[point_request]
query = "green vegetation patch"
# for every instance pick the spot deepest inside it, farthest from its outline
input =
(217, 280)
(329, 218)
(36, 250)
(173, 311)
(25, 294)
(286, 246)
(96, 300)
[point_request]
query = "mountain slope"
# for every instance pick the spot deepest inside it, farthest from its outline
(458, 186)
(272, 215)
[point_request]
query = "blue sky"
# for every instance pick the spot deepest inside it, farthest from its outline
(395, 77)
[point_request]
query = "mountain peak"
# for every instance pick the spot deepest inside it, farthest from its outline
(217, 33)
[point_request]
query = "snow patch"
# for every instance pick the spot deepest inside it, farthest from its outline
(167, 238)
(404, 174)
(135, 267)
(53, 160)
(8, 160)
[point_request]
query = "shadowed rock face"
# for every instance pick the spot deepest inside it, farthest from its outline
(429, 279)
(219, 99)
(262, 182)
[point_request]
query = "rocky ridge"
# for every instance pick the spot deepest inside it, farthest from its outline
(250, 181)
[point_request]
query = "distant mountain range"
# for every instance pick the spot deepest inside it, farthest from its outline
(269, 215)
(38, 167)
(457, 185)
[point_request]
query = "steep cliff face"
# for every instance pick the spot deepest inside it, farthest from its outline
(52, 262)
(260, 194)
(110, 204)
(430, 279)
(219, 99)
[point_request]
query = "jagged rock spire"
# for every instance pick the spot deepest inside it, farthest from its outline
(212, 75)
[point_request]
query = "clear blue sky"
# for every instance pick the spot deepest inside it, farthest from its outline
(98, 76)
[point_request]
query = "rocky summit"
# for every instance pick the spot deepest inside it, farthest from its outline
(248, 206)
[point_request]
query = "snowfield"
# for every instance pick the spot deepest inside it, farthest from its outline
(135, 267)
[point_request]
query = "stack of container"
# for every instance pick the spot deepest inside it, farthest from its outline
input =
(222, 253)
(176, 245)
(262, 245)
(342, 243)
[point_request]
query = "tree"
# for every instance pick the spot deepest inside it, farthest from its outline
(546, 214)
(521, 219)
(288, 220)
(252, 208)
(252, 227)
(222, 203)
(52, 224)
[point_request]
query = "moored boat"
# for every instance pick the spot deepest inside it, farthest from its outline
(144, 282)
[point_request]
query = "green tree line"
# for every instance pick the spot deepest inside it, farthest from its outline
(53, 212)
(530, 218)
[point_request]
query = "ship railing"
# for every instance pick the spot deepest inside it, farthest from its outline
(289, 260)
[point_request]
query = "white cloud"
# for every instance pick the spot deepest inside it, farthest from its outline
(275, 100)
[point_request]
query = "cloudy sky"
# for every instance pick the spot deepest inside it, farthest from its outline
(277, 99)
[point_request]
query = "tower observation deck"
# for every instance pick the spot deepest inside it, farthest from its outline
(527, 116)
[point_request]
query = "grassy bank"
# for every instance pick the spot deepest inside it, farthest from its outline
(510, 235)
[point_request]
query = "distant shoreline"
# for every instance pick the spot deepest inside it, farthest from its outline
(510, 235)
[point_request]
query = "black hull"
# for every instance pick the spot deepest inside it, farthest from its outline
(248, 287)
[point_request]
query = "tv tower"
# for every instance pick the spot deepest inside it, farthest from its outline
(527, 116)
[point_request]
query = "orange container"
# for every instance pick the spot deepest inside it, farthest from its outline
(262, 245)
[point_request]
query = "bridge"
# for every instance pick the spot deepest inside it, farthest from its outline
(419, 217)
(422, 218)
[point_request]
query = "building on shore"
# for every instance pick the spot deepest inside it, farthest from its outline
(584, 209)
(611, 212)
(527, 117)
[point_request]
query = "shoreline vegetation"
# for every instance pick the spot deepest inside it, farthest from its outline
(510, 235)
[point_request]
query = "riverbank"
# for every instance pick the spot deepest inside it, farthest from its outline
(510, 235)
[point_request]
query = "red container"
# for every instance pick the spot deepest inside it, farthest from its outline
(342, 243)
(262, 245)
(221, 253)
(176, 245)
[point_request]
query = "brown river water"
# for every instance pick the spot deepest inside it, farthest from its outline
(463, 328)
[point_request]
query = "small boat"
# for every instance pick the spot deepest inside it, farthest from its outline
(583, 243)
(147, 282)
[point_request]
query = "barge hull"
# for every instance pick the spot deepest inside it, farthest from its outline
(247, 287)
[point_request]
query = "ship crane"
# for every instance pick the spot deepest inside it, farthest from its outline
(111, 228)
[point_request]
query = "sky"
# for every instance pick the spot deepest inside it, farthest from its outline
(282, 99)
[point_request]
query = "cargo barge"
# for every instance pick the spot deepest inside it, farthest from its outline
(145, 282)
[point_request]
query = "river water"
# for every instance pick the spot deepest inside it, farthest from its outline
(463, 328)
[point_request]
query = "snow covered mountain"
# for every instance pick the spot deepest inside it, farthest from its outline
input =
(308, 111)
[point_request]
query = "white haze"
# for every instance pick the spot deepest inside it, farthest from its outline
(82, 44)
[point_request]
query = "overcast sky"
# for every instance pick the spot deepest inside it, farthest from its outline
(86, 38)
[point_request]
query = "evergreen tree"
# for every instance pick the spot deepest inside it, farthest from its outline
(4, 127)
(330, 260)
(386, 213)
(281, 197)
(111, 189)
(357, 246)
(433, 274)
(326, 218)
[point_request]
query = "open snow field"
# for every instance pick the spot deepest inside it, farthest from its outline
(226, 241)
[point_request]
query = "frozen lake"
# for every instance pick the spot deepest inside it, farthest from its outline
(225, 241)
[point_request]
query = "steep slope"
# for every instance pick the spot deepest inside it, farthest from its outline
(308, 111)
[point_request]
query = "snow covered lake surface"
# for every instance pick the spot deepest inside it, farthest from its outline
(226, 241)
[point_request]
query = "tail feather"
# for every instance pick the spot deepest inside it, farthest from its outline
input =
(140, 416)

Task =
Repeat the material above in full, keeping every word.

Solution =
[point_request]
query = "green vegetation patch"
# for every instance pick the spot deepest inside it, farthest from its outline
input =
(217, 280)
(329, 218)
(36, 250)
(173, 311)
(25, 294)
(286, 246)
(96, 300)
[point_request]
query = "mountain slope"
# for every instance pick the spot deepest inside it, farthest from its outline
(458, 186)
(272, 215)
[point_request]
query = "blue sky"
# for every instance pick the spot deepest inside it, farthest from its outline
(395, 77)
[point_request]
query = "mountain peak"
# for every instance pick the spot deepest inside it, farthest from its outline
(217, 33)
[point_request]
query = "snow patch"
# for every instance pick the spot deepest inside it, farthest from its outline
(167, 238)
(404, 174)
(135, 267)
(53, 160)
(8, 160)
[point_request]
query = "shadowed rock face"
# for every instance pick the spot deepest inside it, farthest from its outline
(429, 279)
(219, 99)
(262, 182)
[point_request]
query = "rocky ridge"
# for every instance pick the spot deepest inside it, farthest from its outline
(250, 181)
[point_request]
query = "distant mountain range"
# for every instance pick the spot deepest inside it, farthest from its outline
(269, 215)
(38, 167)
(457, 185)
[point_request]
query = "steep cliff face"
# for every instance pick the spot deepest inside it, farthest from its outline
(52, 262)
(260, 194)
(110, 204)
(430, 279)
(219, 99)
[point_request]
query = "jagged rock spire"
# for every instance pick the spot deepest inside it, farthest from its outline
(212, 75)
[point_request]
query = "clear blue sky"
# for every instance pick the spot deepest inside it, farthest from its outline
(98, 76)
[point_request]
query = "rocky summit"
# for every instance pick the spot deepest inside it, farthest from its outline
(248, 206)
[point_request]
query = "snowfield"
# for every instance pick the spot deepest inside it, farthest from its outline
(135, 267)
[point_request]
query = "stack of container"
# for every instance pick the spot deepest inside it, farthest from its outline
input =
(222, 253)
(176, 245)
(262, 245)
(342, 243)
[point_request]
query = "tree"
# for every instance pick the spot deepest inside it, farthest from its outline
(546, 214)
(521, 219)
(288, 220)
(252, 208)
(252, 227)
(222, 203)
(52, 224)
[point_request]
query = "moored boat"
# for every instance pick the spot deepest inside it, farthest from its outline
(144, 282)
[point_request]
query = "green tree line"
# for every instance pick the spot deepest inside it, farthest from its outline
(53, 212)
(530, 218)
[point_request]
query = "ship railing"
# for every instance pick the spot deepest inside it, farthest from its outline
(289, 260)
[point_request]
query = "white cloud"
# for every instance pick the spot deepest inside it, farthest from its outline
(275, 100)
[point_request]
query = "cloudy sky"
# for every instance pick the spot deepest inside it, farthest from its outline
(277, 99)
[point_request]
query = "tower observation deck"
# for every instance pick the spot deepest inside it, farthest from its outline
(527, 116)
[point_request]
query = "grassy bank"
# for every instance pick the spot deepest inside it, farthest from its outline
(510, 235)
[point_request]
query = "distant shoreline"
# for every instance pick the spot deepest inside it, farthest from its outline
(510, 235)
[point_request]
query = "black hull"
# for every instance pick the spot deepest inside it, farthest from its outline
(248, 287)
[point_request]
query = "tv tower"
# for every instance pick the spot deepest inside it, farthest from its outline
(527, 116)
[point_request]
query = "orange container"
# for every instance pick the spot deepest inside it, farthest from its outline
(262, 245)
[point_request]
query = "bridge"
# for every instance pick the spot deepest inside it, farthest from its outline
(419, 217)
(422, 218)
[point_request]
query = "building on shore"
# for every instance pick the spot deepest inside it, farthest from its outline
(584, 209)
(611, 212)
(527, 117)
[point_request]
query = "shoreline vegetation"
# for every instance pick the spot deepest inside it, farthest from its outline
(510, 235)
[point_request]
query = "riverbank"
# for every instance pick the spot deepest inside it, farthest from its outline
(510, 235)
[point_request]
query = "red container"
# for every instance pick the spot deepest inside it, farthest from its outline
(342, 243)
(262, 245)
(221, 253)
(176, 245)
[point_request]
query = "brown river water"
# for every instance pick the spot deepest inside it, farthest from its outline
(463, 328)
[point_request]
query = "small boat"
# for every instance pick the spot deepest inside it, farthest from its outline
(583, 243)
(147, 282)
[point_request]
query = "barge hull"
# for every instance pick the spot deepest inside it, farthest from its outline
(247, 287)
[point_request]
query = "ship crane"
# for every instance pick the spot deepest inside it, farthest from its outline
(111, 228)
[point_request]
query = "sky"
# for every instance pick the spot deepest inside it, farthest from its outline
(282, 99)
[point_request]
query = "cargo barge"
# for every instance pick the spot deepest inside it, farthest from its outline
(145, 282)
[point_request]
query = "river water"
# for every instance pick the spot deepest inside it, farthest from its outline
(463, 328)
[point_request]
query = "snow covered mountain"
# for every instance pick the spot deepest inside it, farthest from its outline
input =
(308, 111)
[point_request]
query = "white haze"
# for every instance pick the spot deepest inside it, farthest from its outline
(82, 44)
[point_request]
query = "overcast sky"
# for every instance pick the spot deepest inside it, farthest from its outline
(86, 38)
[point_request]
query = "evergreen tree"
# for every instance pick the spot deepest inside it, farthest from its outline
(4, 127)
(330, 260)
(386, 213)
(281, 197)
(111, 189)
(357, 246)
(433, 274)
(326, 218)
[point_request]
query = "open snow field"
# for every instance pick the spot deepest inside it, farthest from its outline
(226, 241)
[point_request]
query = "frozen lake"
# for every instance pick the spot deepest inside it, farthest from its outline
(225, 241)
[point_request]
query = "steep slope"
# for every instance pick the spot deepest inside it, farthest from its outline
(308, 111)
[point_request]
query = "snow covered lake surface"
# for every instance pick the spot deepest inside it, farthest from its outline
(226, 241)
[point_request]
query = "tail feather"
# for every instance pick the spot deepest inside it, farthest from its outline
input =
(140, 416)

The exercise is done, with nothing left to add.